DO THIS: The records that follow must be reproduced in full, exactly as written.

TASK MATERIAL:

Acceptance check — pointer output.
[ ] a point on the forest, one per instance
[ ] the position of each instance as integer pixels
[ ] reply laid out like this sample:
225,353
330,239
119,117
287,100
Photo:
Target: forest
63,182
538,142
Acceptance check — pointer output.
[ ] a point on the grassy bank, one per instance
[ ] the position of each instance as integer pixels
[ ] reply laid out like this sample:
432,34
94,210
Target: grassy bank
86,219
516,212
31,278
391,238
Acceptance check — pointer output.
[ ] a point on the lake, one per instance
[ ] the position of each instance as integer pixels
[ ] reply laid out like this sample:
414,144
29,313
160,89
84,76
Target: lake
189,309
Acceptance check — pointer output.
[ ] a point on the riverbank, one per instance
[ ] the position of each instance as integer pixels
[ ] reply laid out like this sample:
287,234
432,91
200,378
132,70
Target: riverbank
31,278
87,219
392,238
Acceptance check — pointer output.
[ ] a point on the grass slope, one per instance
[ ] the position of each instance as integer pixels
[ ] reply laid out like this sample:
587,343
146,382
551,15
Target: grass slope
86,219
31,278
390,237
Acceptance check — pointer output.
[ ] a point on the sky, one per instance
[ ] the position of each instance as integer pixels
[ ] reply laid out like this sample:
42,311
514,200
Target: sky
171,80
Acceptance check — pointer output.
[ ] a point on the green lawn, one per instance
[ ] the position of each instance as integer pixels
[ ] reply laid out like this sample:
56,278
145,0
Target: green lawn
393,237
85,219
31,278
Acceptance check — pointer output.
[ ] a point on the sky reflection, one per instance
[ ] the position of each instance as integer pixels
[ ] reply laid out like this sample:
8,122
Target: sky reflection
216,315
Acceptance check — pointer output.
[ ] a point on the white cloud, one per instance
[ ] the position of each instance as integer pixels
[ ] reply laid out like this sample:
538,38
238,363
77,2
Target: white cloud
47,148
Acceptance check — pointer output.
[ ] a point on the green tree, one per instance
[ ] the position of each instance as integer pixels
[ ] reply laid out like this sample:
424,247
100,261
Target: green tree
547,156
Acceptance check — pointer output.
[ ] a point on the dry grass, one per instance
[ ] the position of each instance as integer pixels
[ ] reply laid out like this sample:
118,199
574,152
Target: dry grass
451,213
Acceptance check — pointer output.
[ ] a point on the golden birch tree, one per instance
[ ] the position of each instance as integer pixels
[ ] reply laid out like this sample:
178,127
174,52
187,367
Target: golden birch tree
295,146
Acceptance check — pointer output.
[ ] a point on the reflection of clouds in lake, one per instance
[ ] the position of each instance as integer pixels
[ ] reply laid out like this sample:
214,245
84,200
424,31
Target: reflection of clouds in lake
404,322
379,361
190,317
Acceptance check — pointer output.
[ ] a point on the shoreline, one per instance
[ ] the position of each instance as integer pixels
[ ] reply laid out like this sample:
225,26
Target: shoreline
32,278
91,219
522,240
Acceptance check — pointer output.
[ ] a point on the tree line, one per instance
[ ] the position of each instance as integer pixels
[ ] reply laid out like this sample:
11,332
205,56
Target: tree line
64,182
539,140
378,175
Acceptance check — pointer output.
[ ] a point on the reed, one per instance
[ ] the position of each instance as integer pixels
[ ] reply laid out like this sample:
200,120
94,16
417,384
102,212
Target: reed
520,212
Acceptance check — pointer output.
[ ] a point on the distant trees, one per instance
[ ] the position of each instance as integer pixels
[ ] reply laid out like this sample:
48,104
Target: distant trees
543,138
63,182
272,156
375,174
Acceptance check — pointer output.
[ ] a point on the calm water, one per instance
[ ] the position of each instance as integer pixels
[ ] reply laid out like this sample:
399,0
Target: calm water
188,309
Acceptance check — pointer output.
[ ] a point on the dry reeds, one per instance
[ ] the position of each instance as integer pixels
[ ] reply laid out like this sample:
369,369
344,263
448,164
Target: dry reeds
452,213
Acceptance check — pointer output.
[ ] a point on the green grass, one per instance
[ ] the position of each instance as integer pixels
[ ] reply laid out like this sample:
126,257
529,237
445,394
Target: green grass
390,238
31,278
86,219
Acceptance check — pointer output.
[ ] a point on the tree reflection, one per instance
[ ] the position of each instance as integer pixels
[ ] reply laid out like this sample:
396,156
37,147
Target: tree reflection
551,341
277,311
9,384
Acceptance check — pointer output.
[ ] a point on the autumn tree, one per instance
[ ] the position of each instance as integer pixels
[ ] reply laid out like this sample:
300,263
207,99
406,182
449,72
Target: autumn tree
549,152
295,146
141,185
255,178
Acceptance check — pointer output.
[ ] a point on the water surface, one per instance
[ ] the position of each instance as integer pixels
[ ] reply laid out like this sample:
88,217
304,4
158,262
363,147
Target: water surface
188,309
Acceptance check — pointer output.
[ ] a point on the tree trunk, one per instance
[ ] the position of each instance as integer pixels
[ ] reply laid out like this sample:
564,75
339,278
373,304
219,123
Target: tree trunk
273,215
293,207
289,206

EXERCISE RESPONSE:
Acceptance check — pointer output.
[ ] a point on the forest, one per instance
[ ] the position of each instance as integer pixels
[ ] reply laid out like this sample:
225,353
330,239
119,117
287,100
Photo:
Target: forest
63,182
538,142
Acceptance check — pointer output.
[ ] a point on the grassy bank, one per instance
[ ] the position of each instance as integer pixels
[ ] reply laid out like this sample:
432,34
94,210
Target: grassy bank
86,219
516,212
31,278
391,238
Acceptance check — pointer output.
[ ] a point on the lake, one per instance
[ ] the position of each instance as integer pixels
[ ] reply laid out like this sample:
414,144
29,313
160,89
84,76
Target: lake
189,309
Acceptance check — pointer output.
[ ] a point on the riverbank, one per instance
[ ] the position of each instance as integer pixels
[ ] reply laid out like this sample:
287,234
432,91
200,378
132,70
Target: riverbank
31,278
87,219
392,238
Acceptance check — pointer output.
[ ] a point on the grass slope, one per instance
[ ] the position of each instance as integer pixels
[ ] reply laid out like this sample:
587,343
146,382
551,15
Target: grass slope
86,219
31,278
390,237
Acceptance check — pointer output.
[ ] a point on the sky, one per instance
[ ] the position of each instance as integer pixels
[ ] reply laid out like this sample:
42,311
514,200
Target: sky
171,80
Acceptance check — pointer output.
[ ] a point on the green lawn, one per instance
[ ] the position of each instance as integer pixels
[ ] reply laid out like this sample:
56,278
145,0
Target: green lawn
393,237
85,219
31,278
Acceptance check — pointer output.
[ ] a point on the sky reflection, one per instance
[ ] the position of each instance as integer pixels
[ ] reply laid out like this sample:
8,122
Target: sky reflection
216,315
Acceptance check — pointer output.
[ ] a point on the white cloud, one per instance
[ ] the position of each instance as integer pixels
[ ] reply laid out like this sample:
538,38
238,363
77,2
Target: white cloud
47,148
Acceptance check — pointer output.
[ ] a point on the green tree, one per instance
[ ] the position of each instance as integer pixels
[ ] reply laid out like this sample:
424,247
100,261
Target: green tree
547,156
Acceptance check — pointer output.
[ ] a point on the dry grass, one per instance
[ ] the position of each instance as integer pixels
[ ] reply laid out like this sample:
118,199
574,152
Target: dry grass
451,213
Acceptance check — pointer output.
[ ] a point on the golden birch tree, one per instance
[ ] the position of each instance as integer pixels
[ ] reply laid out like this sample:
178,127
174,52
187,367
Target: golden birch tree
295,146
Acceptance check — pointer output.
[ ] a point on the reflection of clouds in lake, one per instance
[ ] the position of each instance as integer pixels
[ ] reply laid out like this sample:
214,245
84,200
424,31
Target: reflection of clouds in lake
404,322
379,361
190,317
Acceptance check — pointer output.
[ ] a point on the shoreline, one per instance
[ ] the position of each instance as integer pixels
[ ] reply laid out like this sample:
225,26
Target: shoreline
32,278
91,219
522,240
Acceptance check — pointer output.
[ ] a point on the tree line, one per instance
[ ] the position of each instance as integer pixels
[ ] reply laid out like this sample:
11,332
205,56
Target: tree line
64,182
539,140
378,175
Acceptance check — pointer output.
[ ] a point on the reed, one per instance
[ ] the position of each instance as integer pixels
[ ] reply laid out like this sample:
200,120
94,16
417,384
102,212
Target: reed
520,212
Acceptance check — pointer output.
[ ] a point on the distant trees, one per instance
[ ] the position of each instance as integer pixels
[ ] reply laid out like this sample:
48,104
Target: distant trees
543,138
63,182
272,156
375,174
Acceptance check — pointer output.
[ ] a point on the calm water, one per instance
[ ] the position of each instance as integer pixels
[ ] reply laid out like this sample:
399,0
Target: calm water
188,309
Acceptance check — pointer output.
[ ] a point on the dry reeds, one per instance
[ ] the position of each instance as integer pixels
[ ] reply laid out like this sample:
369,369
344,263
448,164
Target: dry reeds
452,213
Acceptance check — pointer output.
[ ] a point on the green grass, one per instance
[ ] the position of each instance as integer pixels
[ ] reply laid out like this sample:
126,257
529,237
445,394
Target: green grass
390,238
31,278
86,219
Acceptance check — pointer output.
[ ] a point on the tree reflection, one per instance
[ ] the position of each instance as integer pixels
[ ] reply laid out like this sample:
396,156
37,147
Target: tree reflection
551,341
277,311
9,384
Acceptance check — pointer output.
[ ] a point on the autumn tree, one per instance
[ ] the position of each instance as integer pixels
[ ] reply laid out like this sample:
300,263
207,99
406,182
449,72
Target: autumn tree
549,152
295,146
141,185
255,178
Acceptance check — pointer output.
[ ] a point on the water surface, one per instance
[ ] the position of each instance as integer pixels
[ ] reply laid out like this sample:
88,217
304,4
158,262
363,147
Target: water surface
188,309
Acceptance check — pointer output.
[ ] a point on the tree trunk, one per instance
[ ] the position of each instance as integer pixels
[ ] reply laid out like this sample:
564,75
339,278
373,304
219,123
Target: tree trunk
273,215
293,207
289,206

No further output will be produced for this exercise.